* _THE PROBLEM_
Pictures stay out of the copy; set down each line of the listing below exactly.

* _DATA LISTING_

====================

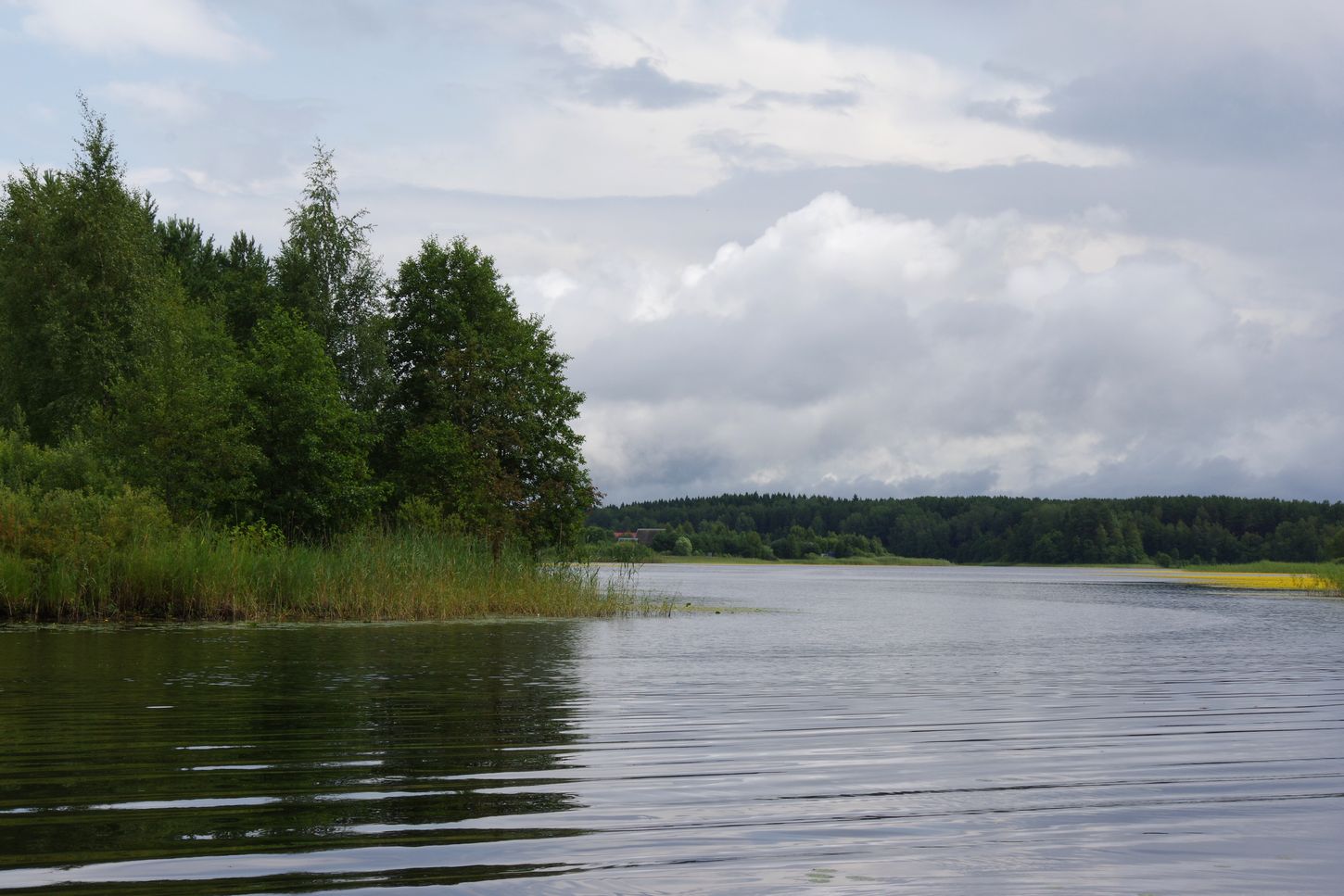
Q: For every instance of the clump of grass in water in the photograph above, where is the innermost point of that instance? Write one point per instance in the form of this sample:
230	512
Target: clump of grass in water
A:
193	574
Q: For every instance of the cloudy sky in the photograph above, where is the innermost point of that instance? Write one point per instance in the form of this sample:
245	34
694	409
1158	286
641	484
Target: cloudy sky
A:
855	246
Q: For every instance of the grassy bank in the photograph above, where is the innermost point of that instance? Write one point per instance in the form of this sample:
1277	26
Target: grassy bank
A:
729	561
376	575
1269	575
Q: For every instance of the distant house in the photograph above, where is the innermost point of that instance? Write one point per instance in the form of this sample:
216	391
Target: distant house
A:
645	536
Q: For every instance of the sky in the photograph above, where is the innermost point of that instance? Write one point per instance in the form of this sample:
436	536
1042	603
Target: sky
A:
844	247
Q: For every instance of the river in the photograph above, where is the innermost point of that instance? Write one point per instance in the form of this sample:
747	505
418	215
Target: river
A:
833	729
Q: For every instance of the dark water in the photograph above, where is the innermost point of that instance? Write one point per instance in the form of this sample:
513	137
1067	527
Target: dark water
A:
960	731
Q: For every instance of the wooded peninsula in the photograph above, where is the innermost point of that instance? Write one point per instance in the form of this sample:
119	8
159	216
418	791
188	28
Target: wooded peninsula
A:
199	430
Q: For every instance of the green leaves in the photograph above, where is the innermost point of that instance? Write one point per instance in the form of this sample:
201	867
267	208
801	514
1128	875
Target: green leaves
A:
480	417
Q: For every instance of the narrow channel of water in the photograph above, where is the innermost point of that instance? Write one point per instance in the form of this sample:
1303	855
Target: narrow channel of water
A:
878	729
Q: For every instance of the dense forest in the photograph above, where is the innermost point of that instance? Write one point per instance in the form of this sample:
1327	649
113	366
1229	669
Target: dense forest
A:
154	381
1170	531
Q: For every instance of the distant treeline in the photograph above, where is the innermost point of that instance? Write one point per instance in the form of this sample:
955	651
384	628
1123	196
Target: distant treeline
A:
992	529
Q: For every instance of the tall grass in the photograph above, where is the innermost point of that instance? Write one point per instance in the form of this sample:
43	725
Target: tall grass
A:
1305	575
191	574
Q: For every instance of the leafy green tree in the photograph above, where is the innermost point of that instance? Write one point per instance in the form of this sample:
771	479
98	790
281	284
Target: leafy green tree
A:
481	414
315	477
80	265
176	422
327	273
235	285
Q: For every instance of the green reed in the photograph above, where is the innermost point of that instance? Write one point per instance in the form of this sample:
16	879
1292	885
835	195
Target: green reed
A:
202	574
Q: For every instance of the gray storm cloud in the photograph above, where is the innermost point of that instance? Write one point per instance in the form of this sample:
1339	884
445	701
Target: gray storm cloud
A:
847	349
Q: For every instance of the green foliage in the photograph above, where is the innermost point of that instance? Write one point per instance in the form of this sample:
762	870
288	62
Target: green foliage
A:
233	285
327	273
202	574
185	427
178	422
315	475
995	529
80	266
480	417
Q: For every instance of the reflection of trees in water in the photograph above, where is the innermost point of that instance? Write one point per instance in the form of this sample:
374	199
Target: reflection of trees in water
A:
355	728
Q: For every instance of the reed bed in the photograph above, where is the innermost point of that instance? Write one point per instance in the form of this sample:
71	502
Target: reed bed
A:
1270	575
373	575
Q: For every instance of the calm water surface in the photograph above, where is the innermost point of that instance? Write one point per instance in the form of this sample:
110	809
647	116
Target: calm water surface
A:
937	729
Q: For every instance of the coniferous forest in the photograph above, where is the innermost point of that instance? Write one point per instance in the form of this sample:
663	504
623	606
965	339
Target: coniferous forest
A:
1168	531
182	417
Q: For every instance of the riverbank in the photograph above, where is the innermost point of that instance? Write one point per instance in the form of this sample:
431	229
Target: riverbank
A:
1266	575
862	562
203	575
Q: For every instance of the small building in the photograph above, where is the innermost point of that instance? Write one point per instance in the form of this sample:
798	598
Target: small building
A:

====================

* _SOLUTION_
Q: For every instance of the clump of grass in water in the photograph above, where is the innermost point of that instance? Write one point per instance in the form of this sample:
230	512
Target: clump of grass in water
A:
193	574
Q: For every instance of the cloudy sky in the photograph above, where is the innermost point of that instance? Write one point per instance in the form of this sample:
245	34
694	409
1158	286
641	484
Target: cloudy sky
A:
855	246
Q: For every instance of the grassy bank in the photograph above, where is the innermost point of that instance? Write one point per instance in the form of this sample:
1277	26
Target: grassy bank
A:
729	561
376	575
1269	575
Q: For every instance of the distant house in the photograph above, where is the innermost point of that instance? Write one point per instance in the form of this sample:
216	391
Target: distant house
A:
645	536
Q: For every instance of the sky in the photograph above, where is the innermost point of that instance? Write one point per instance in the form of this sample:
436	536
1042	603
Target: sky
A:
844	247
Q: For every instance of the river in the photograph above, where is the innermost point of that instance? Write one point per instance in the form of this sample:
747	505
418	215
Target: river
A:
833	729
Q: For every instance of the dark water in the photograph above, where is the innermost point of that instance? Write one point per instance in the form of this sample:
513	137
1067	527
Target: dark water
A:
960	731
Q: For every instance of the wooded peninsula in the photograph above, where is the innermost point of that instance? Write one point per instance in the form of this sample:
119	8
159	216
418	791
188	28
Target: wooded peninsula
A:
199	430
Q: For every instance of the green leaves in the photograph above, where is the innermost point of that instance? Write one point per instance in the form of this sample:
201	867
267	208
801	514
1128	875
Target: green leaves
A:
480	417
Q: For every instance of the narrow channel of water in the photograph above, where is the innermost point of that instance? Write one point per instance in the form of this sample:
1303	855
Target: narrow channel of water
A:
878	729
Q: For every instance of the dense forest in the photograph above, where is the innermost point of that instance? Write one point per instance in the form of this sample:
1327	649
113	366
1229	669
Target: dense forest
A:
154	381
1170	531
Q: For every instance of the distant treeline in the photograph above, where is the innermost point of that instance? Write one point per instance in the form of this sample:
955	651
384	628
1123	196
Target: distant treeline
A:
992	529
Q: For every instance of the tall grass in the photograph above, where is the innermost point of that instance? Write one point per instance in the form of this sample:
43	725
Target: tall grass
A:
1305	575
191	574
Q: For every instance of the leafy green tree in the photograph above, where is the innermost point of that instance? Write one point per instance in the form of this sample:
771	479
98	790
281	284
Target: leafy green tree
A:
481	414
315	477
80	265
176	422
327	273
235	285
Q: For every instance of the green reed in the photograph above, where is the innermost point of that instance? Write one point per instance in the form of this sample:
16	879
1292	885
835	195
Target: green reed
A:
202	574
Q: For every instance of the gray storm cloud in the photograph above, where is the innermost point of that instance? Write one point per instance in the form of this sample:
1339	884
445	701
Target: gray storm cloud
A:
847	349
Q: For every instance of the green foliage in the photograph above, where is the innermost point of that instance? Write one point per instance in the form of this sample:
762	870
288	62
Target: green foliage
A:
233	285
327	273
202	574
185	427
178	422
315	475
995	529
80	266
480	417
Q: For every instance of the reflection of trees in water in the photograph above, where is the innermost point of that instance? Write one point per instance in the form of this sample:
374	199
Target: reflection of trees in water
A:
355	728
Q: For every instance of the reed bed in the photograph above, where is the innermost point of that instance? Write one point per instance in the form of this sample:
71	502
Target: reed bed
A:
1270	575
373	575
Q: For every instance of the calm water surface in the photograph above, where is the innermost point of that instance? Write one point per instance in the form of this sample:
110	809
647	116
Target: calm water surface
A:
937	729
Q: For every instance of the coniferous forest in the photograph above, where is the innermost point of that instance? Write one point per instance in the form of this sample:
663	504
623	606
965	339
Target: coniferous forest
A:
1168	531
182	417
Q: For every instance of the riverbank in the photograph above, where is the innermost point of that instance? Write one point per instance in the form of this sample:
431	229
Target: riverbank
A:
1266	575
862	562
203	575
Q: For every instance of the small building in the photograph above, where is the innermost point of that instance? Write one point per instance in the form of this sample:
798	598
Target: small building
A:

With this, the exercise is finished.